- Document extract -

Unexpected ann out of the blue with big volume and price spikes are always suspect tho


----------



## brerwallabi (30 September 2005)

What really peeves me off is that companies keep certain investors and brokers in the know in how they are travalling and the likes of you and me don't have an idea till we read it, the announcment is usually many days after the time that major players in a company have been briefed on profit (or lack of) or strategy that could add value. I  know one right now that is just about almost to go down the gurgler but I can't say a thing, I don't hold but some poor people do. Insider trading is alive and well.


----------



## doctorj (30 September 2005)

I'll only speak of Perth, because its what I know.  It's common place for people within the industry to know whats happening a few days ahead of the market.  It's well beyond the old 'buy the rumour, sell the fact', it's buy the fact, sell when the market finds out.


----------



## wayneL (30 September 2005)

doctorj said:
			
		

> I'll only speak of Perth, because its what I know.  It's common place for people within the industry to know whats happening a few days ahead of the market.  It's well beyond the old 'buy the rumour, sell the fact', it's buy the fact, sell when the market finds out.




hehe, Indeed.

The Doctor is dead right here.


----------



## Dan_ (13 October 2005)

Would this class as a potentional case for NLX insider trading? Quite a large jump in volume & price, although I can't seem to find any news or announcements.

Thoughts appreciated


----------



## tarnor (13 October 2005)

Anyone care to post a chart for IMU for the last little while? Pretty much a classic example.  Built up in sp for the last week or so with increased volume. 

An announcement today saying they've signed with merial.. then the usual sell on fact...

They did get a speeding ticket a week ago though that said nothing had changed as of our last report - which was that negotiations for sub licensing were in the latter stages...  So obviously some knew just how close this was...


----------



## doctorj (13 October 2005)

SHN looks fundamentally quite sick, but its getting accumulated very strongly whenever it gets to 3c.

Pump and dump play on the cards here.


----------



## Smurf1976 (13 October 2005)

Dan_ said:
			
		

> Would this class as a potentional case for NLX insider trading? Quite a large jump in volume & price, although I can't seem to find any news or announcements.
> 
> Thoughts appreciated



There was an analyst somewhere ramping NLX pretty hard a couple of weeks ago. Wish I'd taken their advice and bought. No doubt the price increase looks pretty good for them now but it makes me wonder what they knew that the market didn't.

- Given task A -
Write the rows out again, replacing "staircase" with "ladder" and leaving everything else unchanged.

- Source records -
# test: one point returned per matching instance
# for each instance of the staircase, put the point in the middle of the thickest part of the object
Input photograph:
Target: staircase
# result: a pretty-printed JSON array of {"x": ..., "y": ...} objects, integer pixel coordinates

- Given task B -
In the forum thread on insider trading, at what price does SHN get accumulated very strongly?

- Exercise result A -
# test: one point returned per matching instance
# for each instance of the ladder, put the point in the middle of the thickest part of the object
Input photograph:
Target: ladder
# result: a pretty-printed JSON array of {"x": ..., "y": ...} objects, integer pixel coordinates

- Exercise result B -
At 3c.